▶ INSTRUCTIONS FOR THE TASK
Return the listing in full and exactly, but without a single picture.

▶ EXERCISE MATERIALS
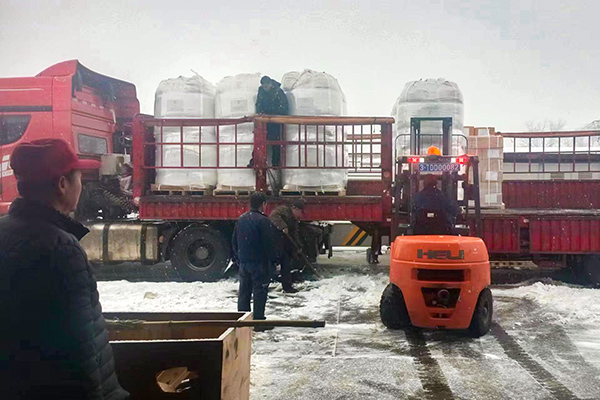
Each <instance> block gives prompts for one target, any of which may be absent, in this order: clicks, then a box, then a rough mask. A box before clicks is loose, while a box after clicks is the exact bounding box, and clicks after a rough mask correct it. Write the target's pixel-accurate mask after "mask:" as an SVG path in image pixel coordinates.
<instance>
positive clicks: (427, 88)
mask: <svg viewBox="0 0 600 400" xmlns="http://www.w3.org/2000/svg"><path fill="white" fill-rule="evenodd" d="M392 117H394V118H395V120H396V123H395V125H394V138H395V140H394V147H395V149H396V151H397V152H398V155H408V153H409V152H410V136H409V134H410V119H411V118H413V117H452V134H453V139H452V154H454V155H460V154H464V152H465V144H466V143H465V141H464V139H463V138H462V137H460V136H456V135H463V119H464V101H463V95H462V93H461V91H460V89H459V87H458V85H457V84H456V83H454V82H450V81H448V80H446V79H444V78H439V79H425V80H423V79H421V80H418V81H411V82H408V83H406V85H405V86H404V89H403V90H402V93H401V94H400V97H398V99H397V100H396V102H395V103H394V107H393V109H392ZM421 135H422V136H421V143H422V147H423V148H422V150H423V152H426V151H427V148H428V147H429V146H432V145H433V146H438V147H440V146H441V144H442V138H441V136H439V137H435V136H428V135H441V122H421Z"/></svg>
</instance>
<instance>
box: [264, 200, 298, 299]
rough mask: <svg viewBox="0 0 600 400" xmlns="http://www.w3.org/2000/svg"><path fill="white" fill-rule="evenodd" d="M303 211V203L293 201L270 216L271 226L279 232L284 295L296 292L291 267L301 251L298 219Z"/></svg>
mask: <svg viewBox="0 0 600 400" xmlns="http://www.w3.org/2000/svg"><path fill="white" fill-rule="evenodd" d="M303 210H304V201H303V200H295V201H294V202H292V204H291V205H283V206H279V207H277V208H276V209H275V210H273V212H271V215H270V218H271V221H273V224H275V226H276V227H277V229H279V230H280V231H281V233H280V240H281V245H280V248H281V255H280V257H281V285H282V286H283V291H284V292H286V293H296V292H298V290H297V289H295V288H294V287H293V286H292V267H293V265H294V261H295V260H296V258H297V256H298V253H299V252H301V251H302V240H300V227H299V225H300V224H299V222H298V219H299V218H300V217H301V216H302V211H303Z"/></svg>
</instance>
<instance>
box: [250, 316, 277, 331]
mask: <svg viewBox="0 0 600 400" xmlns="http://www.w3.org/2000/svg"><path fill="white" fill-rule="evenodd" d="M257 321H266V318H261V319H257ZM273 328H275V327H274V326H255V327H254V332H264V331H270V330H273Z"/></svg>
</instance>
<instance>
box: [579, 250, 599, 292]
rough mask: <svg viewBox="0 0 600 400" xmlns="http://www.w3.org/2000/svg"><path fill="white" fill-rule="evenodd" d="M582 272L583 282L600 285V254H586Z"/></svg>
mask: <svg viewBox="0 0 600 400" xmlns="http://www.w3.org/2000/svg"><path fill="white" fill-rule="evenodd" d="M580 274H581V280H582V283H583V284H585V285H592V286H600V256H598V255H590V256H586V257H585V258H584V259H583V267H582V268H581V272H580Z"/></svg>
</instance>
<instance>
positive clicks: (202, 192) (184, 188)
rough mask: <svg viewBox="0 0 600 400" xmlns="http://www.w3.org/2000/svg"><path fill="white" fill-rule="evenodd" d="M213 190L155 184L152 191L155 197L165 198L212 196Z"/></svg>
mask: <svg viewBox="0 0 600 400" xmlns="http://www.w3.org/2000/svg"><path fill="white" fill-rule="evenodd" d="M213 190H214V189H213V188H201V187H197V188H195V187H193V186H176V185H157V184H155V183H153V184H152V185H151V186H150V191H151V192H152V194H155V195H165V196H212V194H213Z"/></svg>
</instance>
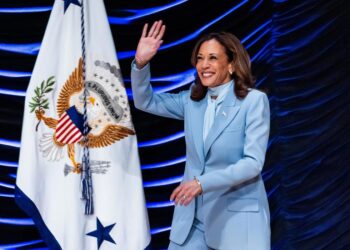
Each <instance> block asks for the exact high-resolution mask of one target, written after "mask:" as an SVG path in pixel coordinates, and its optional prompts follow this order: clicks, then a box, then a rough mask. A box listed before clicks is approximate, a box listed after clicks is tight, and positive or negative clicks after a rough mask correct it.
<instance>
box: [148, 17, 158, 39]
mask: <svg viewBox="0 0 350 250" xmlns="http://www.w3.org/2000/svg"><path fill="white" fill-rule="evenodd" d="M157 25H158V21H155V22H154V23H153V24H152V27H151V29H150V30H149V32H148V37H152V36H153V33H154V31H155V29H156V27H157Z"/></svg>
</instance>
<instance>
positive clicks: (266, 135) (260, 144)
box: [198, 91, 270, 193]
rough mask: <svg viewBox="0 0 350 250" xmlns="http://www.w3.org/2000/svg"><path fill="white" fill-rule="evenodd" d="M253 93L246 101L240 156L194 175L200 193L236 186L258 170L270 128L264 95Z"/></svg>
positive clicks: (268, 108) (263, 158) (268, 133)
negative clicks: (251, 95)
mask: <svg viewBox="0 0 350 250" xmlns="http://www.w3.org/2000/svg"><path fill="white" fill-rule="evenodd" d="M254 92H255V94H253V95H252V96H250V97H251V98H249V99H250V100H249V102H248V103H247V104H248V105H249V107H247V114H246V126H245V141H244V148H243V157H242V158H241V159H240V160H239V161H237V162H236V163H234V164H231V165H228V166H227V167H226V168H224V169H220V170H215V171H212V172H209V173H206V174H204V175H202V176H198V179H199V181H200V182H201V185H202V189H203V193H206V192H210V191H214V190H218V189H223V188H228V187H232V186H236V185H239V184H241V183H243V182H245V181H248V180H250V179H252V178H254V177H256V176H258V175H259V174H260V173H261V170H262V168H263V165H264V161H265V154H266V149H267V143H268V138H269V131H270V108H269V102H268V98H267V96H266V95H265V94H264V93H262V92H259V91H254ZM250 94H251V93H250ZM248 96H249V95H248ZM248 96H247V97H246V98H248ZM247 101H248V100H247ZM242 105H243V104H242ZM228 153H229V152H228Z"/></svg>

▶ ANSWER BELOW
Each <instance> block gives prompts for one target, any of which may be absent, in this order: clicks, then a box, then a rough mask. A box before clicks is loose, while a box after clicks is the exact bounding box, and clicks after a rough mask correct it. Write the target's pixel-accurate mask after "mask:" as an SVG path in image pixel coordinates.
<instance>
positive clicks: (427, 88)
mask: <svg viewBox="0 0 600 400" xmlns="http://www.w3.org/2000/svg"><path fill="white" fill-rule="evenodd" d="M392 117H394V118H395V120H396V123H395V125H394V138H395V140H394V147H395V149H396V151H397V152H398V155H408V153H409V152H410V136H409V134H410V119H411V118H413V117H452V134H453V139H452V154H454V155H460V154H464V152H465V144H466V143H465V141H464V139H463V138H462V137H460V136H456V135H463V119H464V101H463V95H462V93H461V91H460V89H459V87H458V85H457V84H456V83H454V82H450V81H448V80H446V79H444V78H439V79H425V80H423V79H421V80H418V81H411V82H408V83H406V85H405V86H404V89H403V90H402V93H401V94H400V97H398V99H397V100H396V102H395V103H394V107H393V109H392ZM421 135H422V136H421V143H422V147H423V148H422V150H423V152H426V151H427V148H428V147H429V146H432V145H433V146H438V147H440V146H441V144H442V138H441V136H439V137H435V136H428V135H441V122H421Z"/></svg>
</instance>
<instance>
box: [264, 200, 298, 299]
rough mask: <svg viewBox="0 0 600 400" xmlns="http://www.w3.org/2000/svg"><path fill="white" fill-rule="evenodd" d="M303 211V203L293 201L270 216L271 226L279 232L284 295L296 292L291 267L301 251L298 219Z"/></svg>
mask: <svg viewBox="0 0 600 400" xmlns="http://www.w3.org/2000/svg"><path fill="white" fill-rule="evenodd" d="M303 210H304V201H303V200H295V201H294V202H292V204H291V205H283V206H279V207H277V208H276V209H275V210H273V212H271V215H270V218H271V221H273V224H275V226H276V227H277V229H279V230H280V231H281V233H280V240H281V245H280V248H281V255H280V257H281V285H282V286H283V291H284V292H286V293H296V292H298V290H297V289H295V288H294V287H293V286H292V267H293V265H294V261H295V260H296V258H297V256H298V253H299V252H301V251H302V240H300V227H299V225H300V224H299V222H298V219H299V218H300V217H301V216H302V211H303Z"/></svg>
</instance>
<instance>
box: [250, 316, 277, 331]
mask: <svg viewBox="0 0 600 400" xmlns="http://www.w3.org/2000/svg"><path fill="white" fill-rule="evenodd" d="M257 321H266V318H261V319H257ZM273 328H275V327H274V326H255V327H254V332H264V331H270V330H273Z"/></svg>
</instance>
<instance>
box: [579, 250, 599, 292]
rough mask: <svg viewBox="0 0 600 400" xmlns="http://www.w3.org/2000/svg"><path fill="white" fill-rule="evenodd" d="M582 272L583 282L600 285V254H586Z"/></svg>
mask: <svg viewBox="0 0 600 400" xmlns="http://www.w3.org/2000/svg"><path fill="white" fill-rule="evenodd" d="M580 274H581V280H582V283H583V284H585V285H592V286H600V256H598V255H590V256H586V257H585V258H584V259H583V267H582V268H581V272H580Z"/></svg>
</instance>
<instance>
positive clicks: (202, 192) (184, 188)
rough mask: <svg viewBox="0 0 600 400" xmlns="http://www.w3.org/2000/svg"><path fill="white" fill-rule="evenodd" d="M213 190L155 184L152 191L155 197L165 198L212 196Z"/></svg>
mask: <svg viewBox="0 0 600 400" xmlns="http://www.w3.org/2000/svg"><path fill="white" fill-rule="evenodd" d="M213 190H214V189H213V188H201V187H197V188H195V187H193V186H176V185H157V184H155V183H153V184H152V185H151V186H150V191H151V192H152V194H155V195H165V196H212V194H213Z"/></svg>
</instance>
Each <instance> block asks for the exact high-resolution mask of one target, written after "mask:" as an SVG path in pixel coordinates, and its optional prompts follow this order: clicks, then a box, then a rough mask. A box listed before clicks is approximate, a box listed after clicks is tight, and positive or negative clicks after a rough mask correct it.
<instance>
box: [148, 17, 158, 39]
mask: <svg viewBox="0 0 350 250" xmlns="http://www.w3.org/2000/svg"><path fill="white" fill-rule="evenodd" d="M157 25H158V21H155V22H154V23H153V24H152V27H151V29H150V30H149V32H148V37H152V36H153V33H154V31H155V29H156V27H157Z"/></svg>
</instance>
<instance>
positive clicks: (266, 135) (260, 144)
box: [198, 91, 270, 193]
rough mask: <svg viewBox="0 0 350 250" xmlns="http://www.w3.org/2000/svg"><path fill="white" fill-rule="evenodd" d="M253 93L246 101L240 156L194 175L200 193L236 186L258 170L270 128L264 95Z"/></svg>
positive clicks: (268, 108) (263, 158) (268, 133)
negative clicks: (251, 95)
mask: <svg viewBox="0 0 350 250" xmlns="http://www.w3.org/2000/svg"><path fill="white" fill-rule="evenodd" d="M254 92H255V94H253V95H252V96H250V97H251V98H249V99H250V100H249V102H248V103H247V104H248V105H249V107H247V114H246V126H245V141H244V148H243V157H242V158H241V159H240V160H239V161H237V162H236V163H234V164H231V165H228V166H227V167H226V168H224V169H220V170H215V171H212V172H209V173H206V174H204V175H202V176H198V179H199V181H200V182H201V185H202V189H203V193H206V192H210V191H214V190H218V189H223V188H228V187H232V186H236V185H239V184H241V183H243V182H245V181H248V180H250V179H252V178H254V177H256V176H258V175H259V174H260V173H261V170H262V168H263V165H264V161H265V154H266V149H267V143H268V138H269V131H270V108H269V102H268V98H267V96H266V95H265V94H264V93H262V92H259V91H254ZM250 94H251V93H250ZM248 96H249V95H248ZM248 96H247V97H246V98H248ZM247 101H248V100H247ZM242 105H243V104H242ZM228 153H229V152H228Z"/></svg>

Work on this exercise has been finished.